▶ [What is being asked] Count the lines in the rows below that contain the word "camouflage". Give only the number.

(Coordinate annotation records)
════════════════════

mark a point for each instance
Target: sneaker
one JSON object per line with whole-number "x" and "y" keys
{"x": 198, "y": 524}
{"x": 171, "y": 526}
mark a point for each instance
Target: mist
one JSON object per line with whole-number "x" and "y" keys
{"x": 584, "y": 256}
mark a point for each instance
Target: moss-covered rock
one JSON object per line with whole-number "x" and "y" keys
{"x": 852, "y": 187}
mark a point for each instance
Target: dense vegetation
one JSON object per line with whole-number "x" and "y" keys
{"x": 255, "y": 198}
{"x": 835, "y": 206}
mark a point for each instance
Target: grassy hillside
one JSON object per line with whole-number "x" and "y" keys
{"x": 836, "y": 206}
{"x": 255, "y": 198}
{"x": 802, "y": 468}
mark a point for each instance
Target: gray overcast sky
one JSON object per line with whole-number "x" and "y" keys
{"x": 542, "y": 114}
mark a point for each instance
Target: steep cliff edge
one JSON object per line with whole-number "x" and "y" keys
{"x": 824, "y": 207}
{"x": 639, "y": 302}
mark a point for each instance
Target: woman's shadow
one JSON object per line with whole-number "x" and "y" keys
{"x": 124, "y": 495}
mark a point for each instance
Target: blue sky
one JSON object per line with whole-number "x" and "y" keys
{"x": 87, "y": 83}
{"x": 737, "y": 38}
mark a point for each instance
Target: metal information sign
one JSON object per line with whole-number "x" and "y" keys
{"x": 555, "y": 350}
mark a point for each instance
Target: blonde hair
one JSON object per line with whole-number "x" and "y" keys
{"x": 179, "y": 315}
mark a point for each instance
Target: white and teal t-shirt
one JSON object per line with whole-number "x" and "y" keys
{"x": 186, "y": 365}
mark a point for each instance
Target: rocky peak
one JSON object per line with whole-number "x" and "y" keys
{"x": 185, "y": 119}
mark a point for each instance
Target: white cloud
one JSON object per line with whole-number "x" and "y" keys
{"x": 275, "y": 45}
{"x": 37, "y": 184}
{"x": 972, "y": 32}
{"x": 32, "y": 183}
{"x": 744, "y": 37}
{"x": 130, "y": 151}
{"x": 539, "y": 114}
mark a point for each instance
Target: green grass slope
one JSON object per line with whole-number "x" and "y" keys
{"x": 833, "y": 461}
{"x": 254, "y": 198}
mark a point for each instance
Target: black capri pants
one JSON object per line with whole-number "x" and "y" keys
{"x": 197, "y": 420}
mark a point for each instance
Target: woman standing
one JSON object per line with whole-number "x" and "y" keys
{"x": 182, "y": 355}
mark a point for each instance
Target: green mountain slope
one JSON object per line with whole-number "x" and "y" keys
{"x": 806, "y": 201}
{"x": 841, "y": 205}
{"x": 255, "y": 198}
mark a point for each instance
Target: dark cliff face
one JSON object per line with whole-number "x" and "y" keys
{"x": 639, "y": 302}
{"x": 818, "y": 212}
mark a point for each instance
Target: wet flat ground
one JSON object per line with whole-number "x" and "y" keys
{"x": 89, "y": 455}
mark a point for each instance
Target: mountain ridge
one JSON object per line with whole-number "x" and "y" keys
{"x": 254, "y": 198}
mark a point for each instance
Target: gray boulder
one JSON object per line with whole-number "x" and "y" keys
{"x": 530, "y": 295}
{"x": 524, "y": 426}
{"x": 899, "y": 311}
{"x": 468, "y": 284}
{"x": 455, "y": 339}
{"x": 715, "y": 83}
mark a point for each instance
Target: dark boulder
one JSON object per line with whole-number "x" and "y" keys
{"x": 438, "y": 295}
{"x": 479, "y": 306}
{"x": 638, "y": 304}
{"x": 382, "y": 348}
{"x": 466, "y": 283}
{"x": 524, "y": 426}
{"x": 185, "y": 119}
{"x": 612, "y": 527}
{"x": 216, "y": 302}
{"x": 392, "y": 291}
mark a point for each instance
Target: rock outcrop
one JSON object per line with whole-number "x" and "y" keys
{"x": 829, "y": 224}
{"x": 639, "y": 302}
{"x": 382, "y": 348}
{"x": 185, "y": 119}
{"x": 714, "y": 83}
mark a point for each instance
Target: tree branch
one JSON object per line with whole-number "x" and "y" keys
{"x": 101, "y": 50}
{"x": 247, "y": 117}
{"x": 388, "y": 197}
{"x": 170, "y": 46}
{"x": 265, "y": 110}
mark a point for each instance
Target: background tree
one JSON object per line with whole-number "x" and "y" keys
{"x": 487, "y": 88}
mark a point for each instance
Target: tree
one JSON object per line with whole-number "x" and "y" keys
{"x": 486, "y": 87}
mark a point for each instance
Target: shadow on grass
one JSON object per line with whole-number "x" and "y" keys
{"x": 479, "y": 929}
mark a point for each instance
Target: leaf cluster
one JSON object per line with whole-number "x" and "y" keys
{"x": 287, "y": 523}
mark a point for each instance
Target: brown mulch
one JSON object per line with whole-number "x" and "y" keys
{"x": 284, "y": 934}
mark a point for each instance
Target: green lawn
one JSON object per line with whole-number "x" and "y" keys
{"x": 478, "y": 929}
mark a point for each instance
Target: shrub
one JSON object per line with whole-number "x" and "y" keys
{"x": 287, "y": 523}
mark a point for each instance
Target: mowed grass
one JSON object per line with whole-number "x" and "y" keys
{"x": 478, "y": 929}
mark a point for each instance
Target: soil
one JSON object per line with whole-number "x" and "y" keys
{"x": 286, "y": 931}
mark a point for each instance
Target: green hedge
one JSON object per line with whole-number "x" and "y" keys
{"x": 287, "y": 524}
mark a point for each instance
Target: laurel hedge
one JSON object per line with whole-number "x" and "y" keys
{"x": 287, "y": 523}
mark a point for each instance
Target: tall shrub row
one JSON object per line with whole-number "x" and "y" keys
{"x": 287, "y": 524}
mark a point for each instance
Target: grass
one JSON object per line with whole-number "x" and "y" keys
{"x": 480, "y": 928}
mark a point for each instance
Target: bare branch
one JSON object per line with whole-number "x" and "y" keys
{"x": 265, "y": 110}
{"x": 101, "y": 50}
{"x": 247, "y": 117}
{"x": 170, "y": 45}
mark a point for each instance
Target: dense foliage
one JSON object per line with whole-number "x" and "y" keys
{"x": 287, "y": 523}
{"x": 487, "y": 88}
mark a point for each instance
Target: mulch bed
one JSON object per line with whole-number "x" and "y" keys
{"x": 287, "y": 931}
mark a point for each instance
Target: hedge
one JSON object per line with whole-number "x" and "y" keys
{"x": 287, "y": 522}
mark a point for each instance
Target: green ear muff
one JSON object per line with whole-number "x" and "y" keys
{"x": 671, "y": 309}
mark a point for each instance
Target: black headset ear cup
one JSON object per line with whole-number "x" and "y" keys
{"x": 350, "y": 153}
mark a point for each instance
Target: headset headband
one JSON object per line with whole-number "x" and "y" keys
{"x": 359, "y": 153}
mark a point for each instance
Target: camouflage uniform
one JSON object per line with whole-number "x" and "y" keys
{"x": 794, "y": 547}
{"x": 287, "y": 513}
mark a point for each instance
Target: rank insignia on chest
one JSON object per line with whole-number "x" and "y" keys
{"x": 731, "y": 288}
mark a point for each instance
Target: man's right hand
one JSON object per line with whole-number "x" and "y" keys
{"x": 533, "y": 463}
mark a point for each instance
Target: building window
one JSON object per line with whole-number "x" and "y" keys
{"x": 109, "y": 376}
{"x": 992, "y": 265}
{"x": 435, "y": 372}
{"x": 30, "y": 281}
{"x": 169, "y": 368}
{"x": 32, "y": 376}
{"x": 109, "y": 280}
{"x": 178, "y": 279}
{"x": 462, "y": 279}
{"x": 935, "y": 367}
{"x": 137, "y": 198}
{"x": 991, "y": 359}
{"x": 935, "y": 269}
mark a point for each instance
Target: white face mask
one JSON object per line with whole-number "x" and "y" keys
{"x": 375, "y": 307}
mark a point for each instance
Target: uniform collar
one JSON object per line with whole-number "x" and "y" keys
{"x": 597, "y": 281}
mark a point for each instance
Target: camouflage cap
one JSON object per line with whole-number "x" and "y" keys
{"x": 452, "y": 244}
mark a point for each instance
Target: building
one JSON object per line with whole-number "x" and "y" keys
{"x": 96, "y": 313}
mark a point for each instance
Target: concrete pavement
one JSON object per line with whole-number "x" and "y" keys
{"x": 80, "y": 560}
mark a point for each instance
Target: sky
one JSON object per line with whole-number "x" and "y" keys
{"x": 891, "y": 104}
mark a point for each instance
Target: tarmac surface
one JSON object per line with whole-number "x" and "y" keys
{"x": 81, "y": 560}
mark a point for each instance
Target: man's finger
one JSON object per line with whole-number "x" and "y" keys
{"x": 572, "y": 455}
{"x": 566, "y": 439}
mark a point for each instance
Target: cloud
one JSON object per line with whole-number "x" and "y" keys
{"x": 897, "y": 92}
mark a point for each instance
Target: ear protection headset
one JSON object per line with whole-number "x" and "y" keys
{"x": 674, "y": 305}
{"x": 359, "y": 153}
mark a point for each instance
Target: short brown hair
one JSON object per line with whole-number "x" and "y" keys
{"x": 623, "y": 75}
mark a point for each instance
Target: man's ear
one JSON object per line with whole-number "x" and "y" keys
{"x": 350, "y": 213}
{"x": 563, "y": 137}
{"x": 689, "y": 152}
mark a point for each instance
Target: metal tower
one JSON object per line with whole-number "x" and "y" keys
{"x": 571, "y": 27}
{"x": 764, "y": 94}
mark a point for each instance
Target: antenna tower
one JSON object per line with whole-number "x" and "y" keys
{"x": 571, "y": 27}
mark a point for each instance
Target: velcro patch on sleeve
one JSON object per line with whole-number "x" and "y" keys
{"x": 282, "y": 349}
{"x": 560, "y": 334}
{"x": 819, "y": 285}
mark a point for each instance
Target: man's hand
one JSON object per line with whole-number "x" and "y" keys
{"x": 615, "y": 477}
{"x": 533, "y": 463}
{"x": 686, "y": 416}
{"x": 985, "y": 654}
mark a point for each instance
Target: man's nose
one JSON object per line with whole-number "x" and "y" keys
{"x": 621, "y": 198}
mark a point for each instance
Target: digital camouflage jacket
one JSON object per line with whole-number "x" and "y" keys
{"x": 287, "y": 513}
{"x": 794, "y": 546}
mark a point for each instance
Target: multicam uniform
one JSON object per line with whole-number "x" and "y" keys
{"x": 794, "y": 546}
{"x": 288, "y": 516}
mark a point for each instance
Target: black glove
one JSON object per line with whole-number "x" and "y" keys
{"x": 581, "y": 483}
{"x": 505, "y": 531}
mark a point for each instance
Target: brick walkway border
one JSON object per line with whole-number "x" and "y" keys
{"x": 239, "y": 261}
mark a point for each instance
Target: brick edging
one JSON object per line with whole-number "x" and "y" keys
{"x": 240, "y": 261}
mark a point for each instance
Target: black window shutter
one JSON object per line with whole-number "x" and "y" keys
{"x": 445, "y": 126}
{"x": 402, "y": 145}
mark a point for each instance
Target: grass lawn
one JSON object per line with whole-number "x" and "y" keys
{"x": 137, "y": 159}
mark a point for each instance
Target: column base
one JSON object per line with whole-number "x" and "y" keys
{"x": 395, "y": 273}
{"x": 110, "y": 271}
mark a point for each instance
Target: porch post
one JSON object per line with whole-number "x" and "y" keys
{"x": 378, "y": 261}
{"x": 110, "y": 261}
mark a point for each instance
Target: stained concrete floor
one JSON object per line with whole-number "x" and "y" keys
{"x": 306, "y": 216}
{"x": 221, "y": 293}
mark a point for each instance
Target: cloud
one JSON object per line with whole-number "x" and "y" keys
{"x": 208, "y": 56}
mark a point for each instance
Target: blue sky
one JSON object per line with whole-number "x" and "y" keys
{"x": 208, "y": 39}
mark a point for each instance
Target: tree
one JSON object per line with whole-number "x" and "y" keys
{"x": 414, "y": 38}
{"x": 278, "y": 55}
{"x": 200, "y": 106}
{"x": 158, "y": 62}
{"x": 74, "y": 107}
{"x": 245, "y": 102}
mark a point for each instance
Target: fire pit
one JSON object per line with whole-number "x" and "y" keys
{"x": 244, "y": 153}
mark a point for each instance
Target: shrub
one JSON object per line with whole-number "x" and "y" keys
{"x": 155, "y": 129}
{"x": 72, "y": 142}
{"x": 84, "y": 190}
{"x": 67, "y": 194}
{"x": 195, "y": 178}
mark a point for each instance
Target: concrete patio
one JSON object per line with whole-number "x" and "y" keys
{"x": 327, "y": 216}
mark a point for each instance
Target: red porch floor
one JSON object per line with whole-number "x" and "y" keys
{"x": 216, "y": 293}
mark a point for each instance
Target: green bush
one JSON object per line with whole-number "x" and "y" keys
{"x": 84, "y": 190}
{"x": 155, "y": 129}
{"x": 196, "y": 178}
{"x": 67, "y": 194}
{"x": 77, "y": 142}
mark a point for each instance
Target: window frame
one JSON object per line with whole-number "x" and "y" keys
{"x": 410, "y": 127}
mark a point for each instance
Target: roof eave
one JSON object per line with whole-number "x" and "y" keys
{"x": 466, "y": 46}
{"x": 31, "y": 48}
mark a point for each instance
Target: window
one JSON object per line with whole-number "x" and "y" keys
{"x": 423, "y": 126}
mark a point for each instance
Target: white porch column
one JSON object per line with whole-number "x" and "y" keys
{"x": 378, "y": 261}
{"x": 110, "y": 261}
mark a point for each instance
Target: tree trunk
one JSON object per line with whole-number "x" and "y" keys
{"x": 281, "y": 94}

════════════════════

▶ [Task result] 3